Exercise data:
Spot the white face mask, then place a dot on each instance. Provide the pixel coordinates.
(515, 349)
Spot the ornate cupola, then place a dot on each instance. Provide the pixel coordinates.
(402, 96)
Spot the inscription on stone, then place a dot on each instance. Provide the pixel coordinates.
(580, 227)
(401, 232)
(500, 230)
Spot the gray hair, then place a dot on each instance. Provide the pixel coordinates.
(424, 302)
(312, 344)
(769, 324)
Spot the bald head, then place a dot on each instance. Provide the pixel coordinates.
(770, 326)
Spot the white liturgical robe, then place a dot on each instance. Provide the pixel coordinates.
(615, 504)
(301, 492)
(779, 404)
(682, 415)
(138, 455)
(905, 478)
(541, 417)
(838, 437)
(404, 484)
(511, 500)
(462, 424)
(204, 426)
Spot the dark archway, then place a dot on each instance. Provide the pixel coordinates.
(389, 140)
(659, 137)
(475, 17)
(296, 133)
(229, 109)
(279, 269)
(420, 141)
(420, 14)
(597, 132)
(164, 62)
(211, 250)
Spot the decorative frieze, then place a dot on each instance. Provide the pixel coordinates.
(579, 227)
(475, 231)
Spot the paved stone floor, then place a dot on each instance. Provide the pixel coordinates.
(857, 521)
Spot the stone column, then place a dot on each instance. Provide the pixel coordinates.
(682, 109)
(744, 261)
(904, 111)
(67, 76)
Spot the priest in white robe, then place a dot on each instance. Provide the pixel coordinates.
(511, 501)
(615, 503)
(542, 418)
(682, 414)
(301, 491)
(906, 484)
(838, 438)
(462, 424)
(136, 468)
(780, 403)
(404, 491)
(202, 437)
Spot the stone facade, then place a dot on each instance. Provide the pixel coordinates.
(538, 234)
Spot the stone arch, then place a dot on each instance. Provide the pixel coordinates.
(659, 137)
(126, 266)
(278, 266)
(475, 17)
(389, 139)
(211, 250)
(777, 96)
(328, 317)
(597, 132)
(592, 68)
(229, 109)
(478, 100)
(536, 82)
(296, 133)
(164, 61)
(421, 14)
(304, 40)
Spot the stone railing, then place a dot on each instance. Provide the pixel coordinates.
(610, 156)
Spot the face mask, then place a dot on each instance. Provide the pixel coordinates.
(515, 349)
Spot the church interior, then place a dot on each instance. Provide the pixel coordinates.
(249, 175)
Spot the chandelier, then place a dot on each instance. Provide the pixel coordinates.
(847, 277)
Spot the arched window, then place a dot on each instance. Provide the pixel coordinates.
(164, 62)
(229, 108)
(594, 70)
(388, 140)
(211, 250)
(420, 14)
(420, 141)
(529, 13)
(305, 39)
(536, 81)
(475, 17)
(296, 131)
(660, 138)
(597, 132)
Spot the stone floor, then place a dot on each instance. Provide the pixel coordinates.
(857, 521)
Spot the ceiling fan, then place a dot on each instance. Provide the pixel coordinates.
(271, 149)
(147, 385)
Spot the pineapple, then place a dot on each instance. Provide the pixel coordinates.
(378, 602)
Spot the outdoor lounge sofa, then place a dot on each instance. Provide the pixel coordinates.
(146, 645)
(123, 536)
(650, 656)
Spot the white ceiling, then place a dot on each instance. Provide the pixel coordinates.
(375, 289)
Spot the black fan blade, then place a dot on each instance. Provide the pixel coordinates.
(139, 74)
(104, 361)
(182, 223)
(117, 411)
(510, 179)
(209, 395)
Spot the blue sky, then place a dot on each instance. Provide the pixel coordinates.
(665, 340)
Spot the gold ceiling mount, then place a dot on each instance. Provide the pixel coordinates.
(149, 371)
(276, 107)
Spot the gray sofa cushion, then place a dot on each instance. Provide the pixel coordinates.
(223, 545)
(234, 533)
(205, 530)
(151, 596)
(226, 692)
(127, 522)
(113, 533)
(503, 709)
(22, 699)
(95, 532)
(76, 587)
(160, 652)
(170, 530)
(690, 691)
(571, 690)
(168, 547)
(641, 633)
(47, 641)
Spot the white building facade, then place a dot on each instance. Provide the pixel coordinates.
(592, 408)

Exercise: All of the entries are to be transcribed exactly.

Response below:
Spot the white face mask, then place a dot on each instance. Provide the pixel coordinates.
(515, 349)
Spot the ornate cupola, then place a dot on each instance. Provide the pixel coordinates.
(402, 96)
Spot the inscription on stone, then place a dot on each instance. Provide the pixel coordinates.
(580, 227)
(401, 232)
(500, 230)
Spot the gray hair, then place a dot on each instance. Provide the pixel coordinates.
(424, 302)
(312, 344)
(769, 324)
Spot the bald head, then place a dot on each instance. Provide the pixel coordinates.
(770, 326)
Spot the white liturgical robe, then place a dot on each instance. Provide the pixel coordinates.
(615, 504)
(301, 492)
(779, 404)
(682, 415)
(138, 455)
(905, 478)
(541, 417)
(838, 437)
(404, 484)
(511, 500)
(462, 424)
(204, 426)
Spot the dark archway, then place a dot on each instance. Provide the pixel coordinates.
(389, 140)
(659, 137)
(475, 17)
(296, 133)
(229, 109)
(279, 269)
(420, 141)
(420, 14)
(597, 132)
(164, 62)
(211, 250)
Spot the decorative frieze, then place a dot on each instance. Provide the pixel coordinates.
(579, 227)
(475, 231)
Spot the paved stone floor, then place a dot on each instance. Provide the pixel coordinates.
(857, 521)
Spot the stone column, then place a dot on each instance. Provide the pixel coordinates.
(682, 109)
(744, 261)
(904, 111)
(67, 76)
Spot the priest in white robe, then place a dot on each instance. Provide the pixel coordinates.
(511, 501)
(615, 503)
(542, 418)
(682, 414)
(301, 491)
(906, 484)
(838, 438)
(462, 424)
(136, 468)
(780, 403)
(404, 491)
(202, 437)
Spot the stone facade, then place a dot on each instance. Provide the pixel coordinates.
(538, 234)
Spot the stone arch, then place a dot on each instance. Provide the pixel coordinates.
(659, 137)
(126, 266)
(278, 266)
(475, 17)
(389, 139)
(211, 250)
(777, 96)
(328, 317)
(597, 132)
(592, 68)
(229, 109)
(478, 100)
(536, 82)
(296, 133)
(164, 61)
(421, 14)
(304, 40)
Spot the stone railing, then place a dot on each instance. Provide the pixel coordinates.
(610, 156)
Spot the face mask, then place a dot on each instance. Provide the pixel coordinates.
(515, 349)
Spot the church interior, then place a dot on each instance. Provide the pixel coordinates.
(249, 175)
Spot the chandelier, then place a dot on each instance. Provide the pixel coordinates.
(847, 277)
Spot the arched window, then place a dot on each instance. Provide the pixel coordinates.
(164, 62)
(229, 108)
(594, 70)
(388, 140)
(211, 250)
(420, 14)
(420, 141)
(529, 13)
(305, 39)
(536, 81)
(475, 17)
(296, 131)
(660, 138)
(597, 132)
Spot the stone floor, then place a dot on each instance. Provide the pixel coordinates.
(857, 521)
Spot the ceiling fan, then place a dot on each instance. Provide the pixel coordinates.
(271, 149)
(147, 385)
Spot the pineapple, then place a dot on each instance. Provide the pixel coordinates.
(378, 602)
Spot the outdoor lounge sofa, then place a dot on each instance. Provide the pixel coordinates.
(146, 645)
(123, 536)
(650, 656)
Spot the white ceiling, then place a dot on each instance. Provide the pixel coordinates.
(375, 289)
Spot the black fan blade, then place a dot on each instance. Provide the pixel coordinates.
(139, 74)
(104, 361)
(182, 223)
(117, 411)
(510, 179)
(209, 395)
Spot the blue sky, then place a dot on each instance. Provide the pixel coordinates.
(665, 340)
Spot the gold ceiling mount, then place a dot on each instance. Provide the pixel coordinates.
(149, 371)
(276, 107)
Spot the gray sofa cushion, then place a dot on each instance. Provide the pixel coordinates.
(223, 545)
(234, 533)
(205, 530)
(151, 596)
(226, 692)
(127, 522)
(113, 533)
(503, 709)
(22, 699)
(95, 532)
(76, 587)
(160, 652)
(170, 530)
(690, 691)
(571, 690)
(168, 547)
(641, 633)
(47, 641)
Spot the white building facade, then place a dot on each instance. Provide the pixel coordinates.
(592, 408)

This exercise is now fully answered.